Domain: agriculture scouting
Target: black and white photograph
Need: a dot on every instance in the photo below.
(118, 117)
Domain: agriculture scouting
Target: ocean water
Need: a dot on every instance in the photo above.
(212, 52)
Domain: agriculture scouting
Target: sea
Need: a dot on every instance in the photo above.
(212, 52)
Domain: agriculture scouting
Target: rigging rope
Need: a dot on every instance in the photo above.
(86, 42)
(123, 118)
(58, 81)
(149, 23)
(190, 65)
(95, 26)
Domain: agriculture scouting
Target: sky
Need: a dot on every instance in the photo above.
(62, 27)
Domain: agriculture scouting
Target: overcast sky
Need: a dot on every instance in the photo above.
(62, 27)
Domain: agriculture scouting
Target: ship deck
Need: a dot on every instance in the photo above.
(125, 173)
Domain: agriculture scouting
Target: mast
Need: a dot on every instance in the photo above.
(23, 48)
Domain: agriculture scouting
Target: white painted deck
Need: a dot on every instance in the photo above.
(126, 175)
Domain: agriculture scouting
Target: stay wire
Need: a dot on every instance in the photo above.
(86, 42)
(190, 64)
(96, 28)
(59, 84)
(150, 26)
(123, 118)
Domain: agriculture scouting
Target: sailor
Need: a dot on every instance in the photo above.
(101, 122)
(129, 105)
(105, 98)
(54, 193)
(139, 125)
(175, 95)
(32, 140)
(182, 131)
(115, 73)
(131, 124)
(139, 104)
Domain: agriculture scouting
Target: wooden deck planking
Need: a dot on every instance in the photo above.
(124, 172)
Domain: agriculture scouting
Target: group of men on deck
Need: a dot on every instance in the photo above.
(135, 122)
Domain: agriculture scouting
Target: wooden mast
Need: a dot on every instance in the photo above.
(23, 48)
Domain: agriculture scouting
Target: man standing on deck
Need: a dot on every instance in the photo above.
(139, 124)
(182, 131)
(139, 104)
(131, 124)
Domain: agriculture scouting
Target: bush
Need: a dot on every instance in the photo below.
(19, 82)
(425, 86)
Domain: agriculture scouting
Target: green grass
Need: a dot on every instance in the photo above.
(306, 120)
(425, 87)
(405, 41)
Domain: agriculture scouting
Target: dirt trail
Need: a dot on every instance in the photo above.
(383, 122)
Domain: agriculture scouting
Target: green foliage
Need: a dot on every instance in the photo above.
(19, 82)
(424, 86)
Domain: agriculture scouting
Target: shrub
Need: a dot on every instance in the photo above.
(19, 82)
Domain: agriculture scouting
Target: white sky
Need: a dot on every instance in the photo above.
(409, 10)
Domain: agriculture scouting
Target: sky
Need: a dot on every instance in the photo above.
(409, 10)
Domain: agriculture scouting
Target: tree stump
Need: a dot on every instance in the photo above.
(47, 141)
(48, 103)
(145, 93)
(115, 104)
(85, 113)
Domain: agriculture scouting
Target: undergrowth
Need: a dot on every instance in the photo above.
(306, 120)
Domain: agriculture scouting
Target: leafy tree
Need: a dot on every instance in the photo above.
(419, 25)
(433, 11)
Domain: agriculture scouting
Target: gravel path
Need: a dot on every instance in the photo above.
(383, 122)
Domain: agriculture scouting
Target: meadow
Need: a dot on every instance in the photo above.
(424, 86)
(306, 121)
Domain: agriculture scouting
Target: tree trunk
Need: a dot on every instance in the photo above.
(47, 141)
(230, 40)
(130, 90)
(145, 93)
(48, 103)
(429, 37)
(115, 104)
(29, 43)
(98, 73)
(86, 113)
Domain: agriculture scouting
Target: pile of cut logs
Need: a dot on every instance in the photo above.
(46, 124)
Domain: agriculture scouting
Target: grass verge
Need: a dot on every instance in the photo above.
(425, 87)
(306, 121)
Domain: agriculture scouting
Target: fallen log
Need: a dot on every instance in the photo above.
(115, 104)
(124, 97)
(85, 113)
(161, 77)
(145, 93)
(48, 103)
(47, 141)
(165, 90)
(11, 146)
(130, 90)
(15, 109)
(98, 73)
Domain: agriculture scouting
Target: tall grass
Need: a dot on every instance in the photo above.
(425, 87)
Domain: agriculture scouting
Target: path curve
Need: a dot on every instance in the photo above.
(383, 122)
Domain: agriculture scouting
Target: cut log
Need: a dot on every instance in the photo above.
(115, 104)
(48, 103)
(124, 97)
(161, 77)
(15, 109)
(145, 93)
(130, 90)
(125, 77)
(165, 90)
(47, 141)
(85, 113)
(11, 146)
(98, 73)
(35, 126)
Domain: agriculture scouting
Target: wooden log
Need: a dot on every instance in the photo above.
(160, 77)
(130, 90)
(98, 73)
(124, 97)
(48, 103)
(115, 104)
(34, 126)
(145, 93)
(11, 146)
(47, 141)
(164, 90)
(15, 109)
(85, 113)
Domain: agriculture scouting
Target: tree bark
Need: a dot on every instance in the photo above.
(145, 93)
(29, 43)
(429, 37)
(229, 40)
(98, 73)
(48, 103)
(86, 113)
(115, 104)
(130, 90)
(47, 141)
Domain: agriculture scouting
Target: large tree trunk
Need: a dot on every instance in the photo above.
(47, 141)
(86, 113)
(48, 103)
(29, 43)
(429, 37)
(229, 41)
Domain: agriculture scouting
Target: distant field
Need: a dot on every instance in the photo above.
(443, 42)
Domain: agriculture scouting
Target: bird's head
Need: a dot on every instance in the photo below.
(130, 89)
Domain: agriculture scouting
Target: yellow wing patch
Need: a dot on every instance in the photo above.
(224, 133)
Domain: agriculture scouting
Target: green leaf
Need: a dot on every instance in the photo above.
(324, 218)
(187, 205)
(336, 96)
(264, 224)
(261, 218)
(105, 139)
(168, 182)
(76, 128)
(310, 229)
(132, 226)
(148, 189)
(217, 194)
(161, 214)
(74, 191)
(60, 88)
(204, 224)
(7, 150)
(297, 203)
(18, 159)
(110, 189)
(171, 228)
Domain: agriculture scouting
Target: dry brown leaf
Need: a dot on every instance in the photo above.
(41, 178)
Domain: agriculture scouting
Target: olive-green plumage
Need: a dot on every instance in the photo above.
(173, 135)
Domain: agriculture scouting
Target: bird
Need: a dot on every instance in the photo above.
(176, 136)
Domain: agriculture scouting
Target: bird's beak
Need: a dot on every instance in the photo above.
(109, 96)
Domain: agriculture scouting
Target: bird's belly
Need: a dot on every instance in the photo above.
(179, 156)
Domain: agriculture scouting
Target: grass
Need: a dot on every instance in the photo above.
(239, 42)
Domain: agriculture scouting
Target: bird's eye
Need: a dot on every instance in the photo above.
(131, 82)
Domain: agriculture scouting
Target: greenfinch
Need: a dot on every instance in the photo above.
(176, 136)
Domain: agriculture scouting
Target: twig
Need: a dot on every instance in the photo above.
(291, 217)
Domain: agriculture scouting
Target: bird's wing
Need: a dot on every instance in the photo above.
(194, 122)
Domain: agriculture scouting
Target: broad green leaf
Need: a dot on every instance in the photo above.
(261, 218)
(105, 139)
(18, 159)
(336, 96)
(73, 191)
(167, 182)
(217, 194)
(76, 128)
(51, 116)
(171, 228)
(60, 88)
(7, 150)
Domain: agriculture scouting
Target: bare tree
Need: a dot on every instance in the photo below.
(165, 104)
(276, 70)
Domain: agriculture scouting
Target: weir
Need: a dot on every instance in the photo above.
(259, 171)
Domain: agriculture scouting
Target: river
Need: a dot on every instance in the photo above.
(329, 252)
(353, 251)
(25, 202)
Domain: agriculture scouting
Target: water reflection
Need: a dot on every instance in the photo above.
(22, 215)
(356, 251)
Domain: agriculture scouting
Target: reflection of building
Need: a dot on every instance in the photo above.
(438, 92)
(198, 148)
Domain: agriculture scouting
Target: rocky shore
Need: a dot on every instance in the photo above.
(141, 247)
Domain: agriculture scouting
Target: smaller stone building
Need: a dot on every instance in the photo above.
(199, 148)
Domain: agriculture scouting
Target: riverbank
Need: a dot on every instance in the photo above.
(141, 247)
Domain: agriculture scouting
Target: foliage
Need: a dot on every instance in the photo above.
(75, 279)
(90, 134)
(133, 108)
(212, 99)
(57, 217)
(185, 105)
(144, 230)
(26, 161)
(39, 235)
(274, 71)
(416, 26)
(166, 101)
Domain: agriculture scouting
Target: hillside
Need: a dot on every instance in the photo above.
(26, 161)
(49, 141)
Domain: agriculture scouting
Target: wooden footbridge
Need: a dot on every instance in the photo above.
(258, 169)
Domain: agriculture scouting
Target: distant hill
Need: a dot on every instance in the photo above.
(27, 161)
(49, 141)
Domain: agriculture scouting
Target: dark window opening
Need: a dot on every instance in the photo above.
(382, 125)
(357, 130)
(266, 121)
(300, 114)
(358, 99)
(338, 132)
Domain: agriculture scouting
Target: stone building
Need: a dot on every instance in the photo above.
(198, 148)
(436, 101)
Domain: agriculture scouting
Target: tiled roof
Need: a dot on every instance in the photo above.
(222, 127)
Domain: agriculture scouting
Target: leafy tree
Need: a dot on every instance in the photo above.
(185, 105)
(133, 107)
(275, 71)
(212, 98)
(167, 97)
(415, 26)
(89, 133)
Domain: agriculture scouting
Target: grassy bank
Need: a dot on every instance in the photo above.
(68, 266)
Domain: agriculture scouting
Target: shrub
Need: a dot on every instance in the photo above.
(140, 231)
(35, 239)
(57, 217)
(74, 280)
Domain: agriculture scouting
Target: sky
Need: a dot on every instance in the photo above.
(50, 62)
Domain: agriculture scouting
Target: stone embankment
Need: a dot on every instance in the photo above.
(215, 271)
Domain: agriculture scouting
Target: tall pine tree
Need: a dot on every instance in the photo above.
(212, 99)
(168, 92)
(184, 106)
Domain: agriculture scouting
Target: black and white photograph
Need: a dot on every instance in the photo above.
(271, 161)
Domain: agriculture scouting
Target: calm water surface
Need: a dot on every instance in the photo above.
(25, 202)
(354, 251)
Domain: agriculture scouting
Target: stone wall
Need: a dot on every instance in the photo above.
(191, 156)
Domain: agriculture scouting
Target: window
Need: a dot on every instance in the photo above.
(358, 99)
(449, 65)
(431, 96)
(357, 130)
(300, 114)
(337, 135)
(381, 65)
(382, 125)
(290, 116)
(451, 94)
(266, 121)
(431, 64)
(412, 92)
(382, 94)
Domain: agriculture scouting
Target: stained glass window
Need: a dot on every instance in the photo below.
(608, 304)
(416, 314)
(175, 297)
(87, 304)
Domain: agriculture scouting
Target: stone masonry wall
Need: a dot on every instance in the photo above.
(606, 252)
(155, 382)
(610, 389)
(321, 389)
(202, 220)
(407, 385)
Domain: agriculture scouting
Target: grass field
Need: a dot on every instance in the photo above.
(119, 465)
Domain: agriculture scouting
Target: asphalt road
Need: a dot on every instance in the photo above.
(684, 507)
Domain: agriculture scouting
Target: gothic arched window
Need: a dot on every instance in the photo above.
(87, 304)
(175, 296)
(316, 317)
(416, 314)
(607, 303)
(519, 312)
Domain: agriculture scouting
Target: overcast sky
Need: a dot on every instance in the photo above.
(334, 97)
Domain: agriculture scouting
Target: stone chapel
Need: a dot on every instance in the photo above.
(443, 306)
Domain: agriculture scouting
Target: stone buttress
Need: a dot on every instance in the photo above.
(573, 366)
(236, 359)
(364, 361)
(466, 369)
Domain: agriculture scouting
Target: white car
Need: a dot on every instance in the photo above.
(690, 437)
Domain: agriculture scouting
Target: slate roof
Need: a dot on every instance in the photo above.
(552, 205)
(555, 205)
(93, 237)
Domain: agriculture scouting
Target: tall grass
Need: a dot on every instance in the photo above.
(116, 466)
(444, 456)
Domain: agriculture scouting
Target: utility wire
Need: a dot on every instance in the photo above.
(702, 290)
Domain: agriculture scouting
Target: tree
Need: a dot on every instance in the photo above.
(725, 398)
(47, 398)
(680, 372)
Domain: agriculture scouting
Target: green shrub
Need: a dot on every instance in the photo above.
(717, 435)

### Stated goal:
Tally the lines of the material above that contain the string "tree", with case counting, and reply with the number alone.

### Solution for this task:
9